◆ **Exercise task**:
Rewrite the items below, putting "enclosing rectangle" in every place where "bounding box" occurs and leaving all other wording unchanged.

◆ **Records for the exercise**:
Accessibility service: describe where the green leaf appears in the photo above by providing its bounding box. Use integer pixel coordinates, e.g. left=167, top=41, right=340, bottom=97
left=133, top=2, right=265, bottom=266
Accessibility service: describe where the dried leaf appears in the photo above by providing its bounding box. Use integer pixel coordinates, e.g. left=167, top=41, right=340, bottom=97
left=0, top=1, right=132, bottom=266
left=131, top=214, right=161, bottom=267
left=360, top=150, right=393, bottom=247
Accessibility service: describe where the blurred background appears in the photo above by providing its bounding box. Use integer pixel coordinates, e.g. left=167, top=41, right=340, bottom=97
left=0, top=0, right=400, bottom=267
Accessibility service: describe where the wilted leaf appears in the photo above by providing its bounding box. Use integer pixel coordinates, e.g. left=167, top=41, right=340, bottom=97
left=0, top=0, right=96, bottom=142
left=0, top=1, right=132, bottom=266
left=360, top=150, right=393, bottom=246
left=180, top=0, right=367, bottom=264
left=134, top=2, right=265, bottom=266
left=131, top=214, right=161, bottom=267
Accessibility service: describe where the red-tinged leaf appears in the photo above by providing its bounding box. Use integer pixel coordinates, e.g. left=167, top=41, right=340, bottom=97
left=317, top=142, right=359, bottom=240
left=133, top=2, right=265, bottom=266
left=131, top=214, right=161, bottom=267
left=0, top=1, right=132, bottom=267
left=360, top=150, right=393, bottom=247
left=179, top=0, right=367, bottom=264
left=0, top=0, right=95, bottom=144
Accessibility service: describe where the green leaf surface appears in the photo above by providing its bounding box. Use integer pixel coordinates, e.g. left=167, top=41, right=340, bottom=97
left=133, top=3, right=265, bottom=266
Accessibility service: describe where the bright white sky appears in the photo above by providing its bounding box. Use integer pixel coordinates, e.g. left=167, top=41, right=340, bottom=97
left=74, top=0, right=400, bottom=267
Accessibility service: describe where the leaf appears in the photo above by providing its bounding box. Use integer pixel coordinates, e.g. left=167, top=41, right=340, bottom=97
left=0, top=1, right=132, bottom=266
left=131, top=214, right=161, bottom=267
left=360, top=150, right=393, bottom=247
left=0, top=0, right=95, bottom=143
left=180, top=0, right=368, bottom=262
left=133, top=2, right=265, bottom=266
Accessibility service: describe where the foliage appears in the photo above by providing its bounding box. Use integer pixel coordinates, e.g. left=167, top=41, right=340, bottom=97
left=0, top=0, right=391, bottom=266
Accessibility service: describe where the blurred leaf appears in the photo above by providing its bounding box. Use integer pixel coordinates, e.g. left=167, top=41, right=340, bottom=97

◆ **Task solution**:
Accessibility service: describe where the green leaf appears in the photo above by providing its enclosing rectangle. Use integer pixel coordinates, e.g. left=167, top=41, right=340, bottom=97
left=133, top=2, right=265, bottom=266
Accessibility service: describe where the dried leaf appears in the photo above by providing its enclosing rectangle. Use integer pixel coordinates, e.g. left=167, top=41, right=340, bottom=97
left=0, top=1, right=132, bottom=266
left=131, top=214, right=161, bottom=267
left=360, top=150, right=393, bottom=247
Accessibility service: describe where the blurred background appears in the photo above by providing its enclosing rectangle. Use integer pixel coordinates, e.g. left=167, top=41, right=340, bottom=97
left=0, top=0, right=400, bottom=267
Accessibility service: describe where the wilted leaf appears in the photo above by providing its enclosing rectangle. Use integer pixel coordinates, e.g. left=167, top=41, right=340, bottom=97
left=0, top=0, right=96, bottom=142
left=0, top=1, right=132, bottom=266
left=360, top=150, right=393, bottom=246
left=180, top=0, right=367, bottom=264
left=134, top=2, right=265, bottom=266
left=131, top=214, right=161, bottom=267
Accessibility service: describe where the red-tinged leaf appears in the photo above by providing its enclosing rectangle. Use integer pixel coordinates, e.g. left=167, top=41, right=340, bottom=97
left=317, top=142, right=359, bottom=240
left=133, top=2, right=265, bottom=266
left=131, top=214, right=161, bottom=267
left=0, top=1, right=132, bottom=267
left=360, top=150, right=393, bottom=247
left=179, top=0, right=367, bottom=264
left=0, top=0, right=95, bottom=144
Accessibility service: describe where the green leaf surface appears in the photo above by providing its enclosing rectangle. Use integer pixel coordinates, e.g. left=167, top=41, right=340, bottom=97
left=133, top=3, right=265, bottom=266
Accessibility service: describe where the bright white sky appears in the photo above by providing its enclosing rectangle. Use integer pixel coordinates, e.g. left=167, top=41, right=340, bottom=97
left=74, top=0, right=400, bottom=267
Accessibility service: describe where the leaf appears in the photo above by providing its enclosing rectangle. Use integer pixel coordinates, e.g. left=167, top=41, right=340, bottom=97
left=0, top=1, right=132, bottom=266
left=131, top=214, right=161, bottom=267
left=360, top=150, right=393, bottom=247
left=0, top=0, right=95, bottom=143
left=180, top=0, right=368, bottom=262
left=133, top=2, right=265, bottom=266
Accessibility service: describe where the foliage appears in the photo above by providing its enclosing rectangle. Use integer pixel coordinates, e.g. left=167, top=41, right=340, bottom=97
left=0, top=0, right=391, bottom=266
Accessibility service: describe where the blurred leaf appears in the photo above by providing its enclosing rectangle. Use integer pixel coordinates, e.g. left=167, top=41, right=340, bottom=97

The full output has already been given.